• EXERCISE BRIEF: Using the entries below, output exactly the line containing "The current pipeline step requires locating the roof antenna." and all lines that follow it to the end.

----------

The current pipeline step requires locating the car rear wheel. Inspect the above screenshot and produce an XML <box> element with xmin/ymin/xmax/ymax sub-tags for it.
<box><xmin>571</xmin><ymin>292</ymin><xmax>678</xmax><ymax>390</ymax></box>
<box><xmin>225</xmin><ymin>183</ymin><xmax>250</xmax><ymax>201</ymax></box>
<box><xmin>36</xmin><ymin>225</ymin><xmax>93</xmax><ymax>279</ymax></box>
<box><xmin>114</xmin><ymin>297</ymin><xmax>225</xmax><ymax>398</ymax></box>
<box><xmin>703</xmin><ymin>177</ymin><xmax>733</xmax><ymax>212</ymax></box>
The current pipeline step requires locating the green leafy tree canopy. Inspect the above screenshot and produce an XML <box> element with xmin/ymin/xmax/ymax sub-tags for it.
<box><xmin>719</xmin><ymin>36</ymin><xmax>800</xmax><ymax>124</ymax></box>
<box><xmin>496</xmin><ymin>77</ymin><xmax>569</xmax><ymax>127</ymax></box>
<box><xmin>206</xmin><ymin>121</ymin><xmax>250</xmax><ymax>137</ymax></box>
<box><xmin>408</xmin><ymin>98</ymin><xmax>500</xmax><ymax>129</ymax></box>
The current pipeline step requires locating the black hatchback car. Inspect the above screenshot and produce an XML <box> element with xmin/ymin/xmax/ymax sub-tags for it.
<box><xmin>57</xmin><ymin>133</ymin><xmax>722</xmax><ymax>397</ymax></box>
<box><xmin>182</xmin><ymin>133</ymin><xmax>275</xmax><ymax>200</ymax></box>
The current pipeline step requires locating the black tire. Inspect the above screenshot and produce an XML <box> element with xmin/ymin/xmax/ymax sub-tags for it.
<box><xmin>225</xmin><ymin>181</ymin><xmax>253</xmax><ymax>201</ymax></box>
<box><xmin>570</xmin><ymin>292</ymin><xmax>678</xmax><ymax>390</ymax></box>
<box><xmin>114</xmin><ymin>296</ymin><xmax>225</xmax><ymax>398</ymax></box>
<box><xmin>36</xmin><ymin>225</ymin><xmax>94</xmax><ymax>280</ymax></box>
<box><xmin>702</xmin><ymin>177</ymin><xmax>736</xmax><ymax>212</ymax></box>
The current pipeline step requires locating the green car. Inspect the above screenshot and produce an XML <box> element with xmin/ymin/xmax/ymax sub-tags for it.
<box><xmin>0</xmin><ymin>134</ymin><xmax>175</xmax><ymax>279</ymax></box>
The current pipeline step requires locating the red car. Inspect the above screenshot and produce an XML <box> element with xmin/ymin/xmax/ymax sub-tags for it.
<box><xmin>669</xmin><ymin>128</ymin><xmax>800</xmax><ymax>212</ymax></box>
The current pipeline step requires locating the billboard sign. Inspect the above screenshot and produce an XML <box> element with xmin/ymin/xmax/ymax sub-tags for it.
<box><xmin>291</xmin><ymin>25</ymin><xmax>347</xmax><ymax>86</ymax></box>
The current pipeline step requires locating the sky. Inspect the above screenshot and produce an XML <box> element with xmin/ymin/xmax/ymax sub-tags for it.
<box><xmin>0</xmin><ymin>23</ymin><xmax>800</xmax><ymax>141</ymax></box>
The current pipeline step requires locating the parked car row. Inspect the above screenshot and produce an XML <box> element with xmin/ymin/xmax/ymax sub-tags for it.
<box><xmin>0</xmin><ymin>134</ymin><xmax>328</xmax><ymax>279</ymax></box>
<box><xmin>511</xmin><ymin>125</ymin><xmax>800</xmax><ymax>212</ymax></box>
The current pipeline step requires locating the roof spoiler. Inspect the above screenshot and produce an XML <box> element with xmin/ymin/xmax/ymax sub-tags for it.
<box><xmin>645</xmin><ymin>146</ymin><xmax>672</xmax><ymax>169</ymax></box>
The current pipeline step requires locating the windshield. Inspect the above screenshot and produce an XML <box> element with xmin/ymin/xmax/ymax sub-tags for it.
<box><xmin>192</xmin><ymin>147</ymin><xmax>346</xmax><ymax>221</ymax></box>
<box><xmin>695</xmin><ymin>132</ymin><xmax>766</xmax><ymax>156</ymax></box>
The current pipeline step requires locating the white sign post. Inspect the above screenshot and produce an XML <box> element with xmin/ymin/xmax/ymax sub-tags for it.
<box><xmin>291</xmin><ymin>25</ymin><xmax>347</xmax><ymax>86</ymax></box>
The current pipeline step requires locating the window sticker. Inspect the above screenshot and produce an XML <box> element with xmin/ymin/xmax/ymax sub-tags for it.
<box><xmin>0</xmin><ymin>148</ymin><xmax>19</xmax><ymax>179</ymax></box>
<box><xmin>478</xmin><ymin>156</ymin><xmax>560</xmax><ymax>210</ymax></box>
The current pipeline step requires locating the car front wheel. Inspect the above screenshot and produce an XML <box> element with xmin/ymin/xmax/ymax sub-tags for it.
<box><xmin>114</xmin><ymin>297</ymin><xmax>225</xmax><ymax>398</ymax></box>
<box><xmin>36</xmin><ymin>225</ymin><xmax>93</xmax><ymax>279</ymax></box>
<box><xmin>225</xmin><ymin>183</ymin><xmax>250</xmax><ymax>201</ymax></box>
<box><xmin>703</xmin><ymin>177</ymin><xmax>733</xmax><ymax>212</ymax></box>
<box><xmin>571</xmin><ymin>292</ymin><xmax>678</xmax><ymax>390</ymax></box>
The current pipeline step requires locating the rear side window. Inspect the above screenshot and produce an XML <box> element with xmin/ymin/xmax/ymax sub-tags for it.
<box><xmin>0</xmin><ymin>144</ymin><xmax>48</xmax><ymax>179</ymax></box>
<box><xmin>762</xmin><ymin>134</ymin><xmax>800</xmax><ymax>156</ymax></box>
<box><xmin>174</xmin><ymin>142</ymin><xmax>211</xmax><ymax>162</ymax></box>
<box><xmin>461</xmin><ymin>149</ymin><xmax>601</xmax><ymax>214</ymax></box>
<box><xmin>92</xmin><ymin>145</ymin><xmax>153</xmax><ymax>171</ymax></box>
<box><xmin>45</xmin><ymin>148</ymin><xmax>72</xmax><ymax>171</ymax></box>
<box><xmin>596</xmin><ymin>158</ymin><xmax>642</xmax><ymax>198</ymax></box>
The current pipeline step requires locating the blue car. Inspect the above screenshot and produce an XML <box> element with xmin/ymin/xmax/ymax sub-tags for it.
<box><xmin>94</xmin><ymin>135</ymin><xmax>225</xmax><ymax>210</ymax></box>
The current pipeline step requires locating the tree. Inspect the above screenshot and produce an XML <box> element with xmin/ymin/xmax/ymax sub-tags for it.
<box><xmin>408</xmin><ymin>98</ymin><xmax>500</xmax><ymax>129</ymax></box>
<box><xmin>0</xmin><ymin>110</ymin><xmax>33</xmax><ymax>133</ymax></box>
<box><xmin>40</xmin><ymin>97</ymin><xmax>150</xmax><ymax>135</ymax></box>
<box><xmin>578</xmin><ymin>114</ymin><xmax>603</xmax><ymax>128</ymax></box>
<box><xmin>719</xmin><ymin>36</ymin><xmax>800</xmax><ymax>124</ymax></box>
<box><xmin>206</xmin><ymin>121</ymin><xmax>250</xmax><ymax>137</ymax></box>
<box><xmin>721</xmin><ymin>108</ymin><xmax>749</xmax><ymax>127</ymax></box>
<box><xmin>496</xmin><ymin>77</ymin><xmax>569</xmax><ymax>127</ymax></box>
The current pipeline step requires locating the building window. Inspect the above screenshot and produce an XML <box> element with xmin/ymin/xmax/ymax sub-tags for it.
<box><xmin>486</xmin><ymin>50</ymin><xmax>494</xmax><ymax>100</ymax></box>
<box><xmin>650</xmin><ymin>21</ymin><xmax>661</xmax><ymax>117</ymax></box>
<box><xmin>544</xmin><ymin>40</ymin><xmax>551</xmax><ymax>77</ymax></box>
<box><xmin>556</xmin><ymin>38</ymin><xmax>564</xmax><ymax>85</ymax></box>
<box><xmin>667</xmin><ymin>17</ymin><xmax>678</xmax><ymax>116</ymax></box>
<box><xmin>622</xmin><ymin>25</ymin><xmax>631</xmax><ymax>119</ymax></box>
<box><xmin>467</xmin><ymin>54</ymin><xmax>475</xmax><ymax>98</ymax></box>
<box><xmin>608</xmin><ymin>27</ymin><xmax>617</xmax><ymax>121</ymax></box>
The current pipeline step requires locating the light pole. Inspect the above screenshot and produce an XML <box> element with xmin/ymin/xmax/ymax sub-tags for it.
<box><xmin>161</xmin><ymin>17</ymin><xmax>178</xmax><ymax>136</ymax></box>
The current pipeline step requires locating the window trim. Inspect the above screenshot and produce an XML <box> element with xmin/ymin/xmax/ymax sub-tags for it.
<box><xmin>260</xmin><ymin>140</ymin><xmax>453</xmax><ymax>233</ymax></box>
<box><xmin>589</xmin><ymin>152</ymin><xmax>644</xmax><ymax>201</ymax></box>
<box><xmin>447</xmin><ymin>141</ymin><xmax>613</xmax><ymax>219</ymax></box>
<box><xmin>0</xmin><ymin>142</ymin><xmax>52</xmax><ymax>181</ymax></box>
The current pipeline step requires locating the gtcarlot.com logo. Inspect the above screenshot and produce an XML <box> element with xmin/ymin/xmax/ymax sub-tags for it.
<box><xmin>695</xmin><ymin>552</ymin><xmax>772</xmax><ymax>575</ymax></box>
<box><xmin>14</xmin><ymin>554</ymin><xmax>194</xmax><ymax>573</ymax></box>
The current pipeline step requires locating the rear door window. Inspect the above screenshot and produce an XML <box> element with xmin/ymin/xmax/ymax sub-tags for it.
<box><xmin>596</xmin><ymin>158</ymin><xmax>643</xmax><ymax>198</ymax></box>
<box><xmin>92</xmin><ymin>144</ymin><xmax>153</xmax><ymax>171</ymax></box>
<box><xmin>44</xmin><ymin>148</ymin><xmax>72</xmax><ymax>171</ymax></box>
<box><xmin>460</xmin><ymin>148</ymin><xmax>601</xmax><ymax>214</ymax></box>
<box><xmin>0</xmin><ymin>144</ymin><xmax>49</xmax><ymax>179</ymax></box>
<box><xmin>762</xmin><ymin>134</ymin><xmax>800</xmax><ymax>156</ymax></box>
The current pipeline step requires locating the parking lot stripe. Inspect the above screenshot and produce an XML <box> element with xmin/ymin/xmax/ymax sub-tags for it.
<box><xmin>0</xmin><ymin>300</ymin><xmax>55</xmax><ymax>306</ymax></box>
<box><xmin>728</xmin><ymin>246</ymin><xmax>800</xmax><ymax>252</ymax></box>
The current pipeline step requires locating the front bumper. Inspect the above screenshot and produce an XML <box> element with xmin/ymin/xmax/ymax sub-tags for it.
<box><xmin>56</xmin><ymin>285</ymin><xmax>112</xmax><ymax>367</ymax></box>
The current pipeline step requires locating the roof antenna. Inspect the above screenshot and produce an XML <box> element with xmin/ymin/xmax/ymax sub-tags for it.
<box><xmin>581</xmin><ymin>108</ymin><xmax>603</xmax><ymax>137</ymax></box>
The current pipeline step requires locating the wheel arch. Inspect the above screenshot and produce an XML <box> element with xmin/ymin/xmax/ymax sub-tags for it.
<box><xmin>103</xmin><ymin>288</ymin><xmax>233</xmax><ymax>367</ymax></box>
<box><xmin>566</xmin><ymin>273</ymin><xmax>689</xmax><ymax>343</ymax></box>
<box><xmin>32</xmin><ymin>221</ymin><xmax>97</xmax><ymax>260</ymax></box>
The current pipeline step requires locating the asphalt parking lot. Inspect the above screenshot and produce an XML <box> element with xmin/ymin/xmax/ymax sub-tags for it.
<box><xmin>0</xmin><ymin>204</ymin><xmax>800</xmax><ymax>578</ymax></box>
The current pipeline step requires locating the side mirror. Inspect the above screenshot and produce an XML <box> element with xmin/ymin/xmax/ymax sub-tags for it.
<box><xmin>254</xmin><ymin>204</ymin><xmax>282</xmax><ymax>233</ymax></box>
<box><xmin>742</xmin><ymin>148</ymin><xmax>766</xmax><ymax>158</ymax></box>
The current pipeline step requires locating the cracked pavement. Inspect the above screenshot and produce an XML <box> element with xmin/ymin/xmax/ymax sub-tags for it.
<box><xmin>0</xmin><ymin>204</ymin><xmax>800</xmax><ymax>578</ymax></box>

----------

• THE OUTPUT:
The current pipeline step requires locating the roof antenna. Inspect the above screenshot and produce an XML <box> element with xmin/ymin/xmax/ymax sub-tags for it.
<box><xmin>581</xmin><ymin>108</ymin><xmax>603</xmax><ymax>137</ymax></box>
The current pipeline step requires locating the wheel arch. Inspect the above screenshot and produce an XML <box> element with xmin/ymin/xmax/ymax sub-tags for it.
<box><xmin>103</xmin><ymin>288</ymin><xmax>233</xmax><ymax>367</ymax></box>
<box><xmin>566</xmin><ymin>273</ymin><xmax>689</xmax><ymax>343</ymax></box>
<box><xmin>32</xmin><ymin>221</ymin><xmax>97</xmax><ymax>260</ymax></box>
The current pipeline step requires locating the asphalt parking lot. Inspect the above screenshot and produce an XML <box> element with xmin/ymin/xmax/ymax sub-tags for it.
<box><xmin>0</xmin><ymin>204</ymin><xmax>800</xmax><ymax>578</ymax></box>
The current pipeline step requires locating the side mirror. Inspect the above screenshot and produce an XML <box> element with xmin/ymin/xmax/ymax sub-tags for it.
<box><xmin>254</xmin><ymin>204</ymin><xmax>282</xmax><ymax>233</ymax></box>
<box><xmin>742</xmin><ymin>148</ymin><xmax>766</xmax><ymax>158</ymax></box>
The current pipeline step requires locating the cracked pavement. Inspect the above screenshot and produce an XML <box> element with xmin/ymin/xmax/ymax sub-tags for it.
<box><xmin>0</xmin><ymin>204</ymin><xmax>800</xmax><ymax>578</ymax></box>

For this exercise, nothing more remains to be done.